» **Text**
● ● ● ● ●

2a. What are the advantages of muZCat?
""""""""""""""""""""""""""""""""""""""
-- Small code size (both source and compiled).

-- Uses small data memory (<10000 bytes).

-- Small stack space required (<1000 bytes).

-- No external libraries required. Everything is contained in muzcat.c.

-- Available in multiple programming languages: C, Java, Perl and more.
   (The main file, muzcat.c supports multiple languages via CPP #ifdef's.)

-- Uses only system calls getchar() and putchar() (or their equivalents if
   language is not C).

-- Doesn't use pointers.

-- Doesn't use dynamic memory allocation.

-- Operates with numbers 0..65535 or -32768..32767. It is
   signedness-independent.

2b. What are the drawbacks of muZCat?
"""""""""""""""""""""""""""""""""""""
-- It is quite slow, around 7.35 times slower than GNU gunzip. See FAQ
   answer 3 for details.

-- There is no error reporting. The result is undefined on I/O errors.

● ● ● ● ●

» **Record extracts**

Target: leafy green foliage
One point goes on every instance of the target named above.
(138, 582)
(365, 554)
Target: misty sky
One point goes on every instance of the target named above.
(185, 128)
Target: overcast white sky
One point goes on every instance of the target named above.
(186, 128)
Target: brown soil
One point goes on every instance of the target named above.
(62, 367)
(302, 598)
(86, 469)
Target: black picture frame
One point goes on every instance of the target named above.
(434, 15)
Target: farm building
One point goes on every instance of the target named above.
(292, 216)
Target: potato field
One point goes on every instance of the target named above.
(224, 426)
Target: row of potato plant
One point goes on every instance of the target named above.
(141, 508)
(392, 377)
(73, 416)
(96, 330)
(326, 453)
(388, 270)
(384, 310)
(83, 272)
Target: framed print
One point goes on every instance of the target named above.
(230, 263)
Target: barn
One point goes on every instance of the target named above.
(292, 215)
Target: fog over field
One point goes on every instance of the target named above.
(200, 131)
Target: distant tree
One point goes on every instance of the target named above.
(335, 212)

● ● ● ● ●

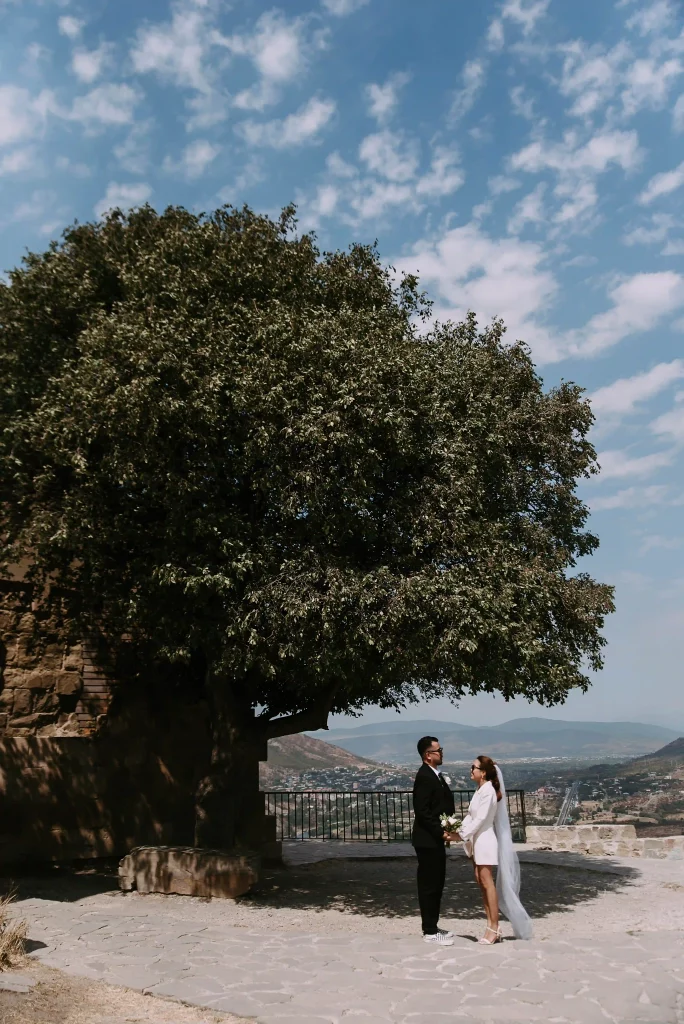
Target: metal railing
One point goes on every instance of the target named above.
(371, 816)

● ● ● ● ●

» **Given task A**
Using the muZCat FAQ, answer each question below:
(i) How much data memory does muZCat use?
(ii) Which system calls does it rely on in C?
(iii) How much slower than GNU gunzip is it?
» **Given task B**
Summarize the muZCat FAQ in two sentences.
» **Given task C**
Write what comes next in the muZCat FAQ, following its final line about I/O errors.

» **Output A**
(i) Less than 10000 bytes.
(ii) getchar() and putchar().
(iii) Around 7.35 times slower.

» **Output B**
muZCat has a small code size, needs little data memory and stack space, requires no external libraries, comes in several programming languages, uses only getchar() and putchar(), and avoids pointers and dynamic memory allocation. On the other hand, it is around 7.35 times slower than GNU gunzip and has no error reporting, so its result is undefined on I/O errors.

» **Output C**
   (Even an infinite loop and a segfault is possible.)

-- If the input is invalid, the result is undefined.
   (Even an infinite loop and a segfault is possible.)

-- CRC checks are skipped. Files are assumed to be correct and to have
   correct CRCs.

-- Although muZCat can decompress multiple files, file names are not
   preserved. Not even file boundaries are preserved: the output, STDOUT is
   the silent concatenation of the output files. (Improving this
   should be fairly easy, see muzcat.c.)

2c. How is muZCat different from other Flate decompressors?
"""""""""""""""""""""""""""""""""""""""""""""""""""""""""""
Flate decompressors known to the author:

-- gunzip: GNU gunzip: the gunzip(1) utility, `gunzip -c', `gzip -cd', `zcat'.
-- unzip: Info-Zip's unzip: the unzip(1) utility.
-- funzip: Info-Zip's filter unzip: the funzip(1) utility.
-- pkunzip: PkWare's PkUnzip: pkunzip.exe.
-- FlateDecode: PostScript LanguageLevel3 /FlateDecode, in GNU Ghostscript
   (also in PDF)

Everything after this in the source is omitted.